START Text provided

Second, it isn’t at all clear whether caffeine is bad for pregnant women, but a few observational studies show that only a fraction of women drinking more than 3 cups of coffee daily (in other words, an obviously jittery amount of caffeine) might have a problem. So pregnant women should cut back on their caffeine consumption. I have never seen any study suggests that they should avoid caffeine completely.
This is the only precaution concerning caffeine that has really caught my attention, other than the obvious milder side effects like insomnia, nervousness, and an inordinately frequent longings to pee, assuming too much caffeine is consumed.
This precaution does not surprise me, since too much of anything is usually bad for you. This is the first rule you learn in toxicology. You can die from drinking too much water, but it is really hard to do, for example.

END Text provided
START Data records

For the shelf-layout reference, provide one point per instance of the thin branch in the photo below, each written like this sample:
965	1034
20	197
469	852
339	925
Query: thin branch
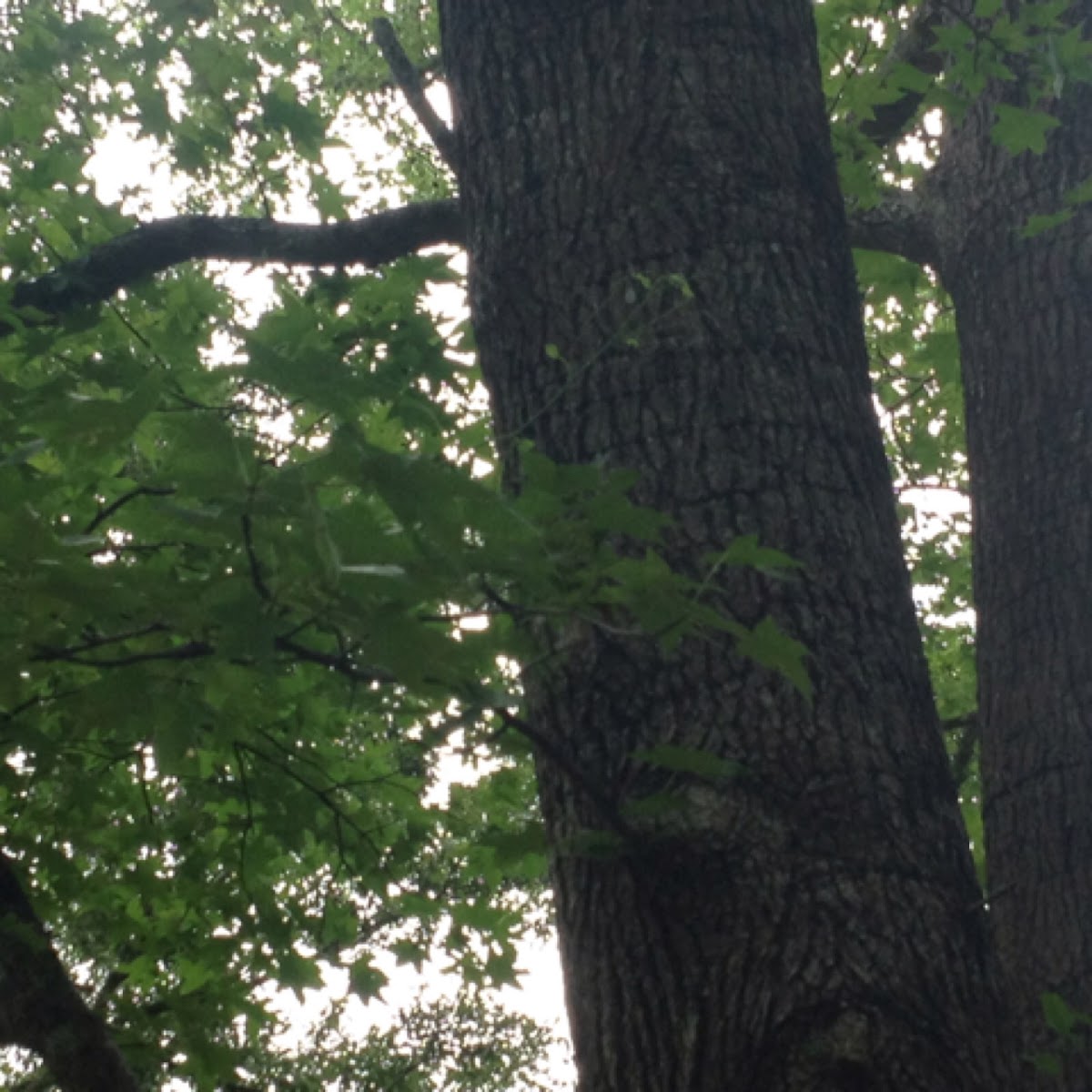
915	47
145	490
41	1008
161	245
901	224
579	778
408	77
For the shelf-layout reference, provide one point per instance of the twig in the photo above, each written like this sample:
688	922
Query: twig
407	76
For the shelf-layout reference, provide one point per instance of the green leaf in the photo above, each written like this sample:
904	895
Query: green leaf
1018	129
769	645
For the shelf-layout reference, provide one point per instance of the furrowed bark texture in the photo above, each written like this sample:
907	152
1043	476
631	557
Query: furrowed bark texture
814	924
1025	309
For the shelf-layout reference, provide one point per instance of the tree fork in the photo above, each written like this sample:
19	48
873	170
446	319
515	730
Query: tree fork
817	924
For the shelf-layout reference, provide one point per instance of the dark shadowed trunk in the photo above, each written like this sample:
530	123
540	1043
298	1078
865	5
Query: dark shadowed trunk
814	924
1025	310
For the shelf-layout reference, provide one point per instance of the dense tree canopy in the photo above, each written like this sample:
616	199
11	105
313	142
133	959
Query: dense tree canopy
268	568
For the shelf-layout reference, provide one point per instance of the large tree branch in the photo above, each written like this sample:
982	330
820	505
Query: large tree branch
900	224
42	1010
163	244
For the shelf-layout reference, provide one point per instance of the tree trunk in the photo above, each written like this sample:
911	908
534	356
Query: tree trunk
1025	309
816	923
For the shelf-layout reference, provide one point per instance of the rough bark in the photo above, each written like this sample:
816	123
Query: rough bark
816	924
42	1009
1026	331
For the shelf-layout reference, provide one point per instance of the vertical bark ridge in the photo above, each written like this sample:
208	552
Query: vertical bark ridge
813	924
1026	331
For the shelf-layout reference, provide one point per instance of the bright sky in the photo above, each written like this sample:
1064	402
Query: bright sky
121	163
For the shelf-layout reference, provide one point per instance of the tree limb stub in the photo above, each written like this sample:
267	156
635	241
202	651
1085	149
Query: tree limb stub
163	244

END Data records

* Assignment A
What is the Spanish translation of this sentence from the passage on caffeine: "This precaution does not surprise me, since too much of anything is usually bad for you."?
* Assignment B
How would you sum up the passage on caffeine in two sentences?

* Answer section A
Esta precaución no me sorprende, ya que, por lo general, el exceso de cualquier cosa es malo para uno.

* Answer section B
It is unclear whether caffeine harms pregnant women, but a few observational studies suggest that some women drinking more than three cups of coffee a day might have a problem, so pregnant women should cut back, though the writer has seen no study saying they should avoid caffeine completely. Apart from milder effects of too much caffeine such as insomnia, nervousness, and frequent urges to pee, this is the only caffeine precaution that has caught the writer's attention, and it is no surprise because, as the first rule of toxicology holds, too much of anything is usually bad for you.